Data listing
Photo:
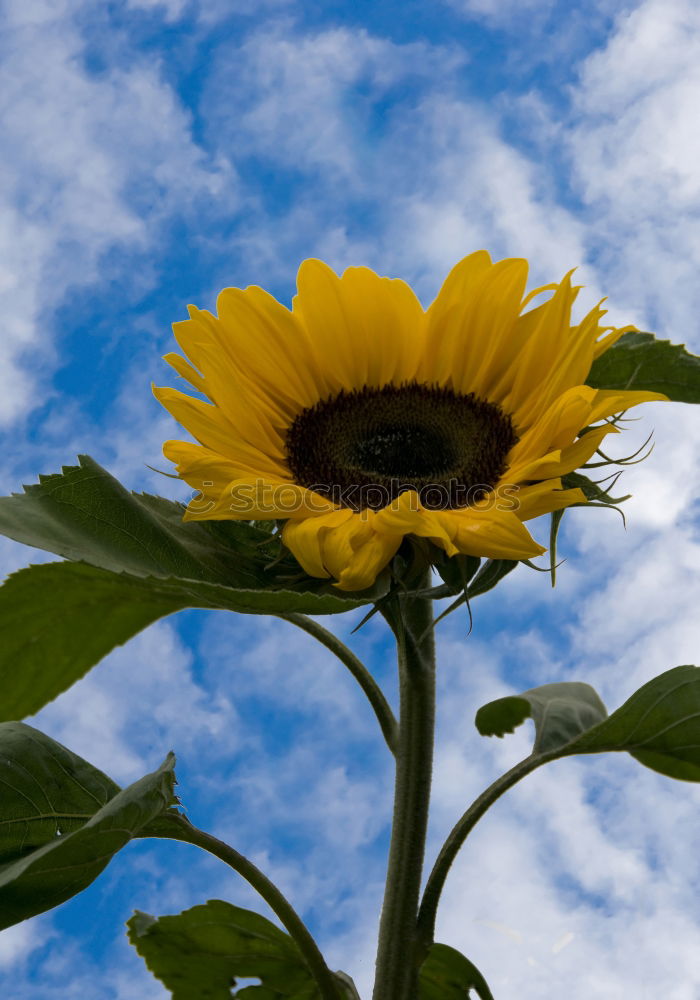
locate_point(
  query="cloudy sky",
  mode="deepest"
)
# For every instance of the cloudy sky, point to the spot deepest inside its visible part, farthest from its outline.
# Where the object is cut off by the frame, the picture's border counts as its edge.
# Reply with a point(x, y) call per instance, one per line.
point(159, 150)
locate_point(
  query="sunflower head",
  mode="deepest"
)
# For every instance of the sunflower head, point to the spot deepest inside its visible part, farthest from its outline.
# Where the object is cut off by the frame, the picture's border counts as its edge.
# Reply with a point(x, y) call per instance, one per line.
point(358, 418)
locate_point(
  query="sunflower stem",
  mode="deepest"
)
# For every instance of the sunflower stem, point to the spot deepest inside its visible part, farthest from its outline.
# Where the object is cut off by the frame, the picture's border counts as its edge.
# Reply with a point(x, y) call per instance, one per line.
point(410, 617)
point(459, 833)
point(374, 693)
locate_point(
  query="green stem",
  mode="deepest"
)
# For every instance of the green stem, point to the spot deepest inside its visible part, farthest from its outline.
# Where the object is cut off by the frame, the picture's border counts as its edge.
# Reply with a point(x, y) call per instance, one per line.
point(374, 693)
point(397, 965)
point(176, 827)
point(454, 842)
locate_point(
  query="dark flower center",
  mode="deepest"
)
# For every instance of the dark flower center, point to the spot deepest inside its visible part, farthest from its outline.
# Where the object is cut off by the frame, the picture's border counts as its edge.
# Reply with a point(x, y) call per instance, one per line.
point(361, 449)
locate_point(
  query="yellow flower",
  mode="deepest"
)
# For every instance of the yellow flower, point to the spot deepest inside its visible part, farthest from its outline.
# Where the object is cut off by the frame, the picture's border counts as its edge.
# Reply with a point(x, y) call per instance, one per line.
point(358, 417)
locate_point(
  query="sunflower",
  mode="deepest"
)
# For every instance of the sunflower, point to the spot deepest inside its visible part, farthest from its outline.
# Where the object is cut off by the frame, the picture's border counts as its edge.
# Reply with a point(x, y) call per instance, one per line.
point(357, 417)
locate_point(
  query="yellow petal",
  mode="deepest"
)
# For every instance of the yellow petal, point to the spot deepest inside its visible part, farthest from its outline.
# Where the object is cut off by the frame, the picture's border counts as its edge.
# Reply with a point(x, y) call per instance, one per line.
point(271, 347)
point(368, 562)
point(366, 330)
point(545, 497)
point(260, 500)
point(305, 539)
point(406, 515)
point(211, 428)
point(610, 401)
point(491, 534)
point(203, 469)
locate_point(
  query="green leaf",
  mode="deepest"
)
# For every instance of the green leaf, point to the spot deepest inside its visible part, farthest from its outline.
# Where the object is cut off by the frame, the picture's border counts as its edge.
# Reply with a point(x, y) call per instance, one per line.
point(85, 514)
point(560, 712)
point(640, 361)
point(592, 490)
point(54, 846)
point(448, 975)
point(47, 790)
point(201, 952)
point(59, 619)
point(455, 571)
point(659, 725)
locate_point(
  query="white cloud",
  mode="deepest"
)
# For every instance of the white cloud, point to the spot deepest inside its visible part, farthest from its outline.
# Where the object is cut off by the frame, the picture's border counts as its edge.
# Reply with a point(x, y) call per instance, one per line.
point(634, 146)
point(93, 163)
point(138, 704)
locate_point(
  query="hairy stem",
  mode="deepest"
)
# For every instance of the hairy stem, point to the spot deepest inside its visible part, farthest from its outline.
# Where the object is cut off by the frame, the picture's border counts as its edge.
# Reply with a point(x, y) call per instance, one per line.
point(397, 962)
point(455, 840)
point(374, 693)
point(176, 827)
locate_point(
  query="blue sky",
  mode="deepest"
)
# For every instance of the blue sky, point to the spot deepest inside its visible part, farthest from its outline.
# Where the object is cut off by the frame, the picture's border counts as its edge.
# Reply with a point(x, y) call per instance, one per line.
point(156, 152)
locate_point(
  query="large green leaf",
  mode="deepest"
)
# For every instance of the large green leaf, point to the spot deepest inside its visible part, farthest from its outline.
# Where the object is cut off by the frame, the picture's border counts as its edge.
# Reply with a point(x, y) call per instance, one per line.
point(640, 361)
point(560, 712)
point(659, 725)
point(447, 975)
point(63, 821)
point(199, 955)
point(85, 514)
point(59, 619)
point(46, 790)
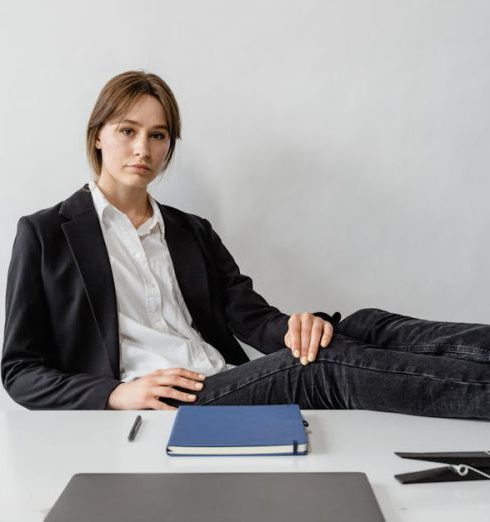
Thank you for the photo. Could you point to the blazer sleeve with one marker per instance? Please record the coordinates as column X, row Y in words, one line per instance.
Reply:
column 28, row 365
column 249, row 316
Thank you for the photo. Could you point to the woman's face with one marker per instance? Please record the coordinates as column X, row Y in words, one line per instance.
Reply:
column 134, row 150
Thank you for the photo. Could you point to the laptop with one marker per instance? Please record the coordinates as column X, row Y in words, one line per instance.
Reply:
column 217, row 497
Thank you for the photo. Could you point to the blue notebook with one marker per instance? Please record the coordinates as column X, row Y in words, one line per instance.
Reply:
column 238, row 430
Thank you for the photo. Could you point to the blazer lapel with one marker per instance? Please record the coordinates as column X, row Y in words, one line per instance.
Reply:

Aim of the task
Throughout the material above, find every line holding "white" and copy it.

Solution
  query="white cloud",
# For every instance of the white cloud, point to the spot deepest inside its visible part, farthest from its outline.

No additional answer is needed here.